§ Task description
Beneath this task are records; state how many of their lines hold the word "every", and nothing else.

Stored data

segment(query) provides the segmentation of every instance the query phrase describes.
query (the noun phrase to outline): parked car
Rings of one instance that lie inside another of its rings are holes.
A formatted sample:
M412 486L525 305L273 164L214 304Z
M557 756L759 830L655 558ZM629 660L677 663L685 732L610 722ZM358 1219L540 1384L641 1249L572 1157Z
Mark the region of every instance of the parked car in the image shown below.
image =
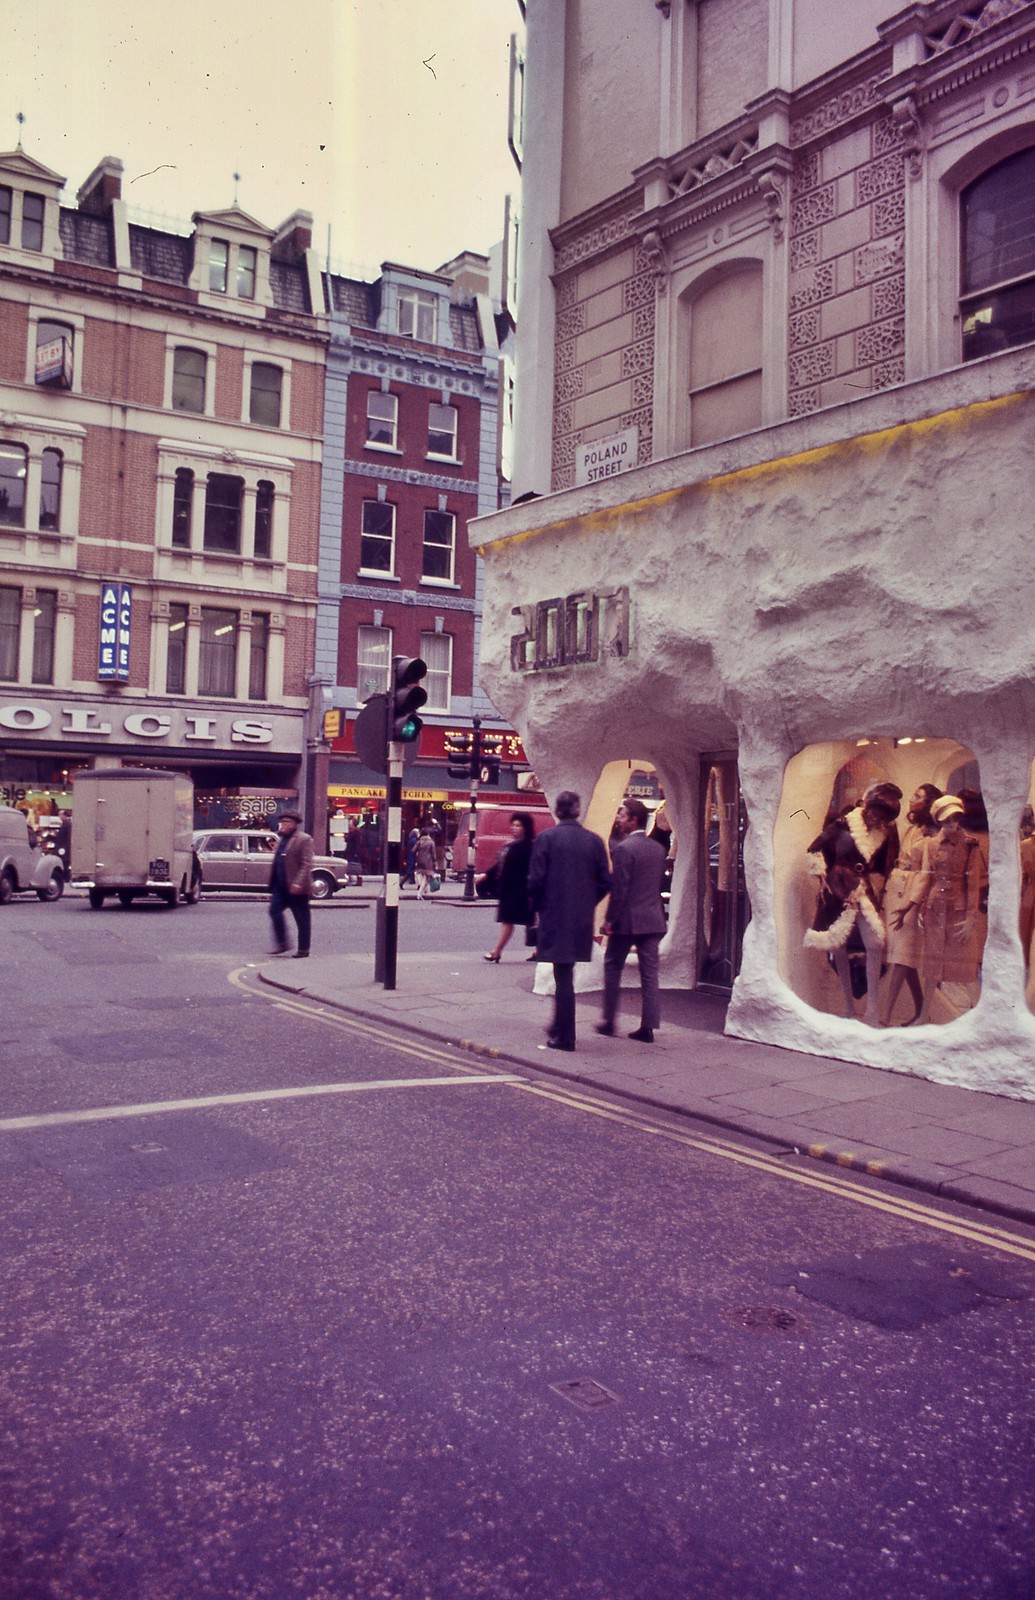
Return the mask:
M263 894L270 886L270 861L277 835L257 828L199 828L194 849L201 863L202 889L243 889ZM313 899L328 895L348 882L343 856L313 857Z
M60 900L64 887L60 857L40 849L21 811L0 806L0 905L26 892L41 900Z
M195 905L194 785L186 773L96 768L73 782L72 882L93 909L108 895L126 909L147 895L167 906Z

§ Answer to the problem
2